# Excerpt to read
-- Begin --

Foundations of Deep Learning
NYU Tandon, Spring 2022

Chapter 3 - The role of depth

For shallow networks, we now know upper bounds on the number of neurons required to “represent” data, where representation is measured either in the sense of exact interpolation (or memorization), or in the sense of universal approximation.

We will continue to revisit these bounds when other important questions such as optimization/learning and out-of-sample generalization arise. In some cases, these bounds are even tight, meaning that we could not hope to do any better.

Which leads us to the natural next question:

Does depth buy us anything at all?

If we have already gotten (some) tight results using shallow models, should there be any theoretical benefits in pursuing analysis of deep networks? Two reasons why answering this question is important:

One, after all, this is a course on “deep” learning theory, so we cannot avoid this question.

But two, for the last decade or so, a lot of folks have been trying very hard to replicate the success of deep networks with highly tuned shallow models (such as kernel machines), but so far have come up short. Understanding precisely why and where shallow models fall short (while deep models succeed) is therefore of importance.

-- End --

# Stored records
-- Begin --

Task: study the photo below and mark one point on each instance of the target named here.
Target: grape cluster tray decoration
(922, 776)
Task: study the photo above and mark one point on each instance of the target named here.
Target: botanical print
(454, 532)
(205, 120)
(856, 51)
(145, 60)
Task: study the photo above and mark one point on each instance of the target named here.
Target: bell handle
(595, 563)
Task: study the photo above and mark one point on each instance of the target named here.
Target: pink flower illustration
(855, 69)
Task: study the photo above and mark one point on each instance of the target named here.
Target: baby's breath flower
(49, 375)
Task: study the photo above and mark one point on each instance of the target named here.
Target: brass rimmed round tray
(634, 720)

-- End --
-- Begin --

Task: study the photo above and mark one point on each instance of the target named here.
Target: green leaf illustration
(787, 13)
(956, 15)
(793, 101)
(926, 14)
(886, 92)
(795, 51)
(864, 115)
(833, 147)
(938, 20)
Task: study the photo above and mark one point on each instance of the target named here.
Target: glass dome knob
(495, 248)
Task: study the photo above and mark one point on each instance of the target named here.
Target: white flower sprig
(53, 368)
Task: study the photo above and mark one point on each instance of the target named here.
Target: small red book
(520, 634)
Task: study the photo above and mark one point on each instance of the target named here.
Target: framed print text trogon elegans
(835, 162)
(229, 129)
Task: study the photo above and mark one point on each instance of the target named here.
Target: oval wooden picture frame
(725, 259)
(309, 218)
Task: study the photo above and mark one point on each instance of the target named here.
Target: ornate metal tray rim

-- End --

# Required actions
1 – From the notes on the role of depth, copy word for word everything from "Chapter 3 - The" down to "of universal approximation.".
2 – In the notes on the role of depth, what are the two senses in which representation is measured for shallow networks?
3 – Continue the notes on the role of depth from where they stop.

# Answers to the exercises
1 –
Chapter 3 - The role of depth

For shallow networks, we now know upper bounds on the number of neurons required to “represent” data, where representation is measured either in the sense of exact interpolation (or memorization), or in the sense of universal approximation.

2 – Exact interpolation (or memorization), and universal approximation.

3 –
A full answer to the question that we posed above remains elusive, and indeed theory does not tell us too much about why depth in neural networks is important (or whether it is necessary at all!) See the last paragraph of Belkin’s monograph1 for some speculation. To quote another paper by Shankar et al.2:

“…the question remains open whether the performance gap between kernels and neural networks indicates a fundamental limitation of kernel methods or merely an engineering hurdle that can be overcome.”

Nonetheless: progress can be made in some limited cases. In this note, we will visit several interesting results that highlight the importance of network depth in the context of representation power. Later we will revisit this in the context of optimization.

Let us focus on “reasonable-width” networks of depth $L > 2$ (because we already know from universal approximation that exponential-width networks of depth-2 can represent pretty much anything we like.) There are two angles of inquiry:

  • Approach 1: prove that there exist datasets of some large enough size that can only be memorized by networks of depth $\Omega(L)$, but not by networks of depth $o(L)$.

  • Approach 2: prove that there exist classes of functions that can be $\varepsilon$-approximated only by networks of depth $\Omega(L)$, but not by networks of depth $o(L)$.

Theorems of either type are called depth separation results. Let us start with the latter.

Depth separation in function approximation

We will first prove a depth separation result for dense feed-forward networks with ReLU activations and univariate (scalar) inputs. This result will generally hold for other families of activations, but for simplicity let’s focus on the ReLU.

We will explicitly construct a (univariate) function $g$ that can be exactly represented by a deep neural network (with error $\varepsilon = 0$) but is provably inapproximable by a much shallower network. This result is by Telgarsky3.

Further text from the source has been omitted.